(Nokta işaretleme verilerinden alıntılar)
....................
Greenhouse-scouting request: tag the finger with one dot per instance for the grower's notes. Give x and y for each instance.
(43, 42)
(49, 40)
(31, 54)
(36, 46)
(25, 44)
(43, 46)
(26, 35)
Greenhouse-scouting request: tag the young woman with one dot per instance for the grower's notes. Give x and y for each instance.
....................
Yapılacak iş =>
Yukarıdaki satırların hepsini numaralı bir liste olarak yeniden yaz, boş satırları atla.

Cevap =>
1. Greenhouse-scouting request: tag the finger with one dot per instance for the grower's notes. Give x and y for each instance.
2. (43, 42)
3. (49, 40)
4. (31, 54)
5. (36, 46)
6. (25, 44)
7. (43, 46)
8. (26, 35)
9. Greenhouse-scouting request: tag the young woman with one dot per instance for the grower's notes. Give x and y for each instance.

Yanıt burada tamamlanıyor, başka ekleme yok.